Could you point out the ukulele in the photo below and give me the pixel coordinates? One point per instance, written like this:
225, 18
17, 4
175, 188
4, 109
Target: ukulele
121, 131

════

**WHAT IS BEING ASKED**
Please convert the material above into a numbered list with one line per item, leaving out any blank lines.

**WRITTEN ANSWER**
1. Could you point out the ukulele in the photo below and give me the pixel coordinates? One point per instance, written like this:
2. 225, 18
3. 17, 4
4. 175, 188
5. 4, 109
6. Target: ukulele
7. 121, 131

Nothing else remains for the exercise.